┌────────
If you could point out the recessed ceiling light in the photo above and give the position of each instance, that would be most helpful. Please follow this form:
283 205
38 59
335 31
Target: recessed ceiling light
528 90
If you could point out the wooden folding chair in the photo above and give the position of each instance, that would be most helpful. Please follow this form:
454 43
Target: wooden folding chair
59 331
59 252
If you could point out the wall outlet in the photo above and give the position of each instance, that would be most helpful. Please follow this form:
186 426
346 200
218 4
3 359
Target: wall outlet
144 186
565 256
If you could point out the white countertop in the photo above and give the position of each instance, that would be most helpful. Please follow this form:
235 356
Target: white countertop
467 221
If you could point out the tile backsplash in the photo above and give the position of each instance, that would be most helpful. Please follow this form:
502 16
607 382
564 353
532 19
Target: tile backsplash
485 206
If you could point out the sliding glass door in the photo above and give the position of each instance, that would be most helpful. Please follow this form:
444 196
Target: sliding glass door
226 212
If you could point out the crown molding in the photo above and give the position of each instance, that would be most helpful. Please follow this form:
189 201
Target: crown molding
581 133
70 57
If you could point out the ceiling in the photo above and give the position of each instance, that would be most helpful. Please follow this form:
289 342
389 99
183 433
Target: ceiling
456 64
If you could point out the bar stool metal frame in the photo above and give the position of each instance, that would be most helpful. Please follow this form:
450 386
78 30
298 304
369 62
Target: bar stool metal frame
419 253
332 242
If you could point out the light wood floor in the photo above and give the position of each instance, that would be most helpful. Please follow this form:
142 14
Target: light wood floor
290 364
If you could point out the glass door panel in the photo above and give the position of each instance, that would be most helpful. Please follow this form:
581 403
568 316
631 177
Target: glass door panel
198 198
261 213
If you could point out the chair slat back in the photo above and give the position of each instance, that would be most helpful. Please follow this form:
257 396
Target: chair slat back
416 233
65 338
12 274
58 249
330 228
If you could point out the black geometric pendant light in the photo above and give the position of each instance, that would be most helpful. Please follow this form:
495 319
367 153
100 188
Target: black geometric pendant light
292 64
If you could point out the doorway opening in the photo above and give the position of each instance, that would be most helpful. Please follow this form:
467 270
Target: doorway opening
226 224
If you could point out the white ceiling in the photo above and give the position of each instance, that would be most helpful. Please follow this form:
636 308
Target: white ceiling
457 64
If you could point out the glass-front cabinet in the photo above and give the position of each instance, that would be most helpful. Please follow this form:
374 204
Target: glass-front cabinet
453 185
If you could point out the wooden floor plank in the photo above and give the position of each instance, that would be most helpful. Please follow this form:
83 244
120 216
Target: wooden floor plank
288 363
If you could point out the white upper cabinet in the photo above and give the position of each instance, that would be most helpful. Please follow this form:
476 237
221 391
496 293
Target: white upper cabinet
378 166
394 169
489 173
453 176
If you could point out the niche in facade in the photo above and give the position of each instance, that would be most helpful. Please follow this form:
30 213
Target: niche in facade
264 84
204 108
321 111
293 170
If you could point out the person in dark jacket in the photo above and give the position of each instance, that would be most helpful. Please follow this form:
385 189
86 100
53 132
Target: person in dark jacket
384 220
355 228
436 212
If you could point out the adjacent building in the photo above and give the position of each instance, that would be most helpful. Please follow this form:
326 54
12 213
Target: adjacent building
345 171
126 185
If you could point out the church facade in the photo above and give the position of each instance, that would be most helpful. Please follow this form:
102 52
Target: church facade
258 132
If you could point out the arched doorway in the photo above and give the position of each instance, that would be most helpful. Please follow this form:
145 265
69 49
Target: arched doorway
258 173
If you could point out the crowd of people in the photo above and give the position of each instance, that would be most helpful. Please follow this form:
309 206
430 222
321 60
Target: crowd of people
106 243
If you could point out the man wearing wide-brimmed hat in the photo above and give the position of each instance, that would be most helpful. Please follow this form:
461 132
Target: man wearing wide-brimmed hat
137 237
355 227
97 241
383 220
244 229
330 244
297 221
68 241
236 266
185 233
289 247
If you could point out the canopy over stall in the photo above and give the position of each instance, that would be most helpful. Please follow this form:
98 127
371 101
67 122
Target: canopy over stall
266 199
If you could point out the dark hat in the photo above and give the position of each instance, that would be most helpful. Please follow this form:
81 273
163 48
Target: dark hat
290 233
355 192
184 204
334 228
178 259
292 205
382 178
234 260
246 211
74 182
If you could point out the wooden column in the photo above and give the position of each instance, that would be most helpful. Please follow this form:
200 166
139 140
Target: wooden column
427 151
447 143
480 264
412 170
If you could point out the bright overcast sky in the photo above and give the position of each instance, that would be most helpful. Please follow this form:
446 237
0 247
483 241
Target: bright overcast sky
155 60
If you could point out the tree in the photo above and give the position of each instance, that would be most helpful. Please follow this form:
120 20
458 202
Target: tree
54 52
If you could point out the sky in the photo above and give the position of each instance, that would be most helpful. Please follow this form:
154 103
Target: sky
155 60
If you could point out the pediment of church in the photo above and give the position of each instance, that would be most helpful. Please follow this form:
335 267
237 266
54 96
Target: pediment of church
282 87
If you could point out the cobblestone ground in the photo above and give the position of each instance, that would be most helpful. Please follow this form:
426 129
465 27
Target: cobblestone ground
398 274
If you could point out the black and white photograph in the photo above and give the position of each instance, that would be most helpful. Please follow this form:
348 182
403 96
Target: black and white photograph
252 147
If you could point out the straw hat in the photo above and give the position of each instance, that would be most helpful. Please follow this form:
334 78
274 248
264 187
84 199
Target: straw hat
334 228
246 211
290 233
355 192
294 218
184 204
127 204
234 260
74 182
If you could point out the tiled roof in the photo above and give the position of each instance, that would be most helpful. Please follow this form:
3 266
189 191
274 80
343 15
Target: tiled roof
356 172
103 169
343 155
└────────
Exercise |
The records above should all be quoted exactly, please.

Written answer |
If you could point out the recessed ceiling light in the photo above and give the position of each instance, that would be most helpful. Please follow this form:
283 205
38 59
335 31
Target: recessed ceiling light
528 90
If you could point out the wooden folding chair in the photo above and give the position of each instance, that would be most helpful. Please follow this form:
454 43
Target: wooden folding chair
59 331
59 252
If you could point out the wall outlet in the photo above and give the position of each instance, that would be most helpful. Please follow this form:
186 426
346 200
218 4
3 359
Target: wall outlet
144 186
565 256
If you could point out the white countertop in the photo above and give the position of each instance, that would be most helpful. Please follow this form:
235 356
Target: white countertop
467 221
If you could point out the tile backsplash in the photo above and give the position of each instance, that would be most helpful. Please follow this form:
502 16
607 382
564 353
532 19
Target: tile backsplash
485 206
If you could point out the sliding glass door in the photo above and give the position of each instance, that would be most helpful. Please follow this form:
444 196
Target: sliding glass door
226 212
If you could point out the crown molding in the photo above and give the position of each instance, that would be most helpful. Please follow this form:
189 201
Target: crown molding
581 133
70 57
If you could point out the ceiling in the photo above and give the position of each instance, that would be most helpful. Please follow this form:
289 342
389 99
183 433
Target: ceiling
456 64
If you could point out the bar stool metal frame in the photo above and give the position of each instance, that would be most helpful. Please follow this form:
450 386
78 30
298 304
369 62
Target: bar stool metal frame
419 253
332 242
If you could point out the light wood floor in the photo above and give the position of each instance, that would be most helpful. Please follow this form:
142 14
Target: light wood floor
290 364
If you could point out the glass door panel in the photo above and give the position of each instance, that would be most helpful. Please follow this form:
581 403
568 316
631 177
Target: glass door panel
198 198
261 213
If you could point out the chair slat back in the photo above and give the position of each instance, that would be most helpful. Please follow this form:
257 396
Target: chair slat back
416 233
65 338
12 274
58 249
330 228
If you could point out the black geometric pendant light in the photo above and give the position of each instance, that would be most helpful. Please follow this form:
495 319
367 153
100 188
Target: black geometric pendant light
292 64
If you could point out the doorway opening in the photo above and give the position of each instance, that would be most helpful. Please follow this form:
467 270
Target: doorway opening
226 224
If you could point out the white ceiling in the photo above and give the position of each instance, that would be most helpful. Please follow this form:
636 308
Target: white ceiling
457 64
If you could point out the glass-front cabinet in the photo above and give the position of each instance, that would be most helpful. Please follow this form:
374 204
Target: glass-front cabinet
453 185
If you could point out the wooden floor plank in the photo above and give the position of each instance, that would be most helpful. Please follow this form:
83 244
120 216
Target: wooden floor plank
288 363
If you could point out the white upper cabinet in the photo above and give the position of each instance, that would be most helpful. Please follow this form:
476 237
221 391
496 293
Target: white upper cabinet
378 166
394 169
489 173
453 176
If you could point out the niche in facade in the photo above and give the position of each instance, that would be most helpful. Please follow this form:
30 213
Target: niche in facade
264 84
204 108
321 111
293 170
If you could point out the person in dark jacket in the photo above and give the position of each instance, that would be most helpful. Please follow this form:
385 189
86 100
53 132
Target: person in dark jacket
384 220
355 228
436 212
If you could point out the adjacent building in the photo above and give the position of each instance, that would be most helpful. Please follow this form:
326 54
12 213
Target: adjacent building
345 171
126 185
If you could point out the church facade in the photo above and give the position of each instance, that would be most helpful. Please follow this form:
102 52
Target: church facade
258 132
If you could point out the arched doorway in the photo above and give the position of each instance, that would be most helpful. Please follow this form:
145 265
69 49
Target: arched doorway
258 173
If you could point out the crowd of people in the photo above and give the position of each instance, that would be most helpful. Please follow this form:
309 206
430 222
321 60
Target: crowd of people
106 243
If you could point out the man wearing wide-brimmed hat in the photo above and give the position of each instance, that would be most helpful. Please follow this form:
461 132
Target: man wearing wide-brimmed hat
137 237
355 227
97 241
383 220
244 229
330 244
297 221
68 241
236 266
185 233
289 247
If you could point out the canopy over stall in the photo above and give the position of each instance, that would be most helpful. Please follow this form:
98 127
371 101
67 122
Target: canopy over stall
266 199
If you could point out the dark hat in the photo above and give the position of each instance, that would be most helpful. Please follow this form:
81 273
163 48
Target: dark hat
290 233
355 192
184 204
334 228
178 259
292 205
382 178
234 260
246 211
74 182
If you could point out the wooden column in the photo above and give the position of each instance, that would be most helpful. Please follow this form:
200 166
139 140
Target: wooden column
427 151
447 143
480 264
412 170
If you could point out the bright overcast sky in the photo above and give the position of each instance, that would be most helpful. Please follow this form:
446 237
0 247
483 241
Target: bright overcast sky
155 60
If you could point out the tree in the photo above and give the position of each instance, that would be most helpful. Please follow this form:
120 20
458 202
Target: tree
54 52
If you could point out the sky in the photo above and give the position of each instance, that would be most helpful. Please follow this form:
154 103
Target: sky
155 60
If you could point out the pediment of church in the photo above and give the position of each instance, that would be most helpful. Please follow this form:
335 267
237 266
54 96
Target: pediment of church
282 87
If you could point out the cobblestone ground in the photo above and give the position of each instance, that would be most helpful. Please follow this form:
426 129
465 27
Target: cobblestone ground
398 274
If you could point out the black and white photograph in the photo above and give the position of each instance, that would be most helpful. Please follow this form:
348 182
403 96
Target: black and white photograph
252 147
If you could point out the straw hat in the photo above and give the position of each instance, that would be most helpful. Please follow this form:
334 78
274 248
264 187
84 199
Target: straw hat
334 228
246 211
290 233
355 192
294 218
184 204
127 204
234 260
74 182
If you could point out the tiled roof in the photo above and give the position of each instance, that would be most helpful. Please follow this form:
3 266
189 191
274 80
343 15
Target: tiled roof
356 172
103 169
343 155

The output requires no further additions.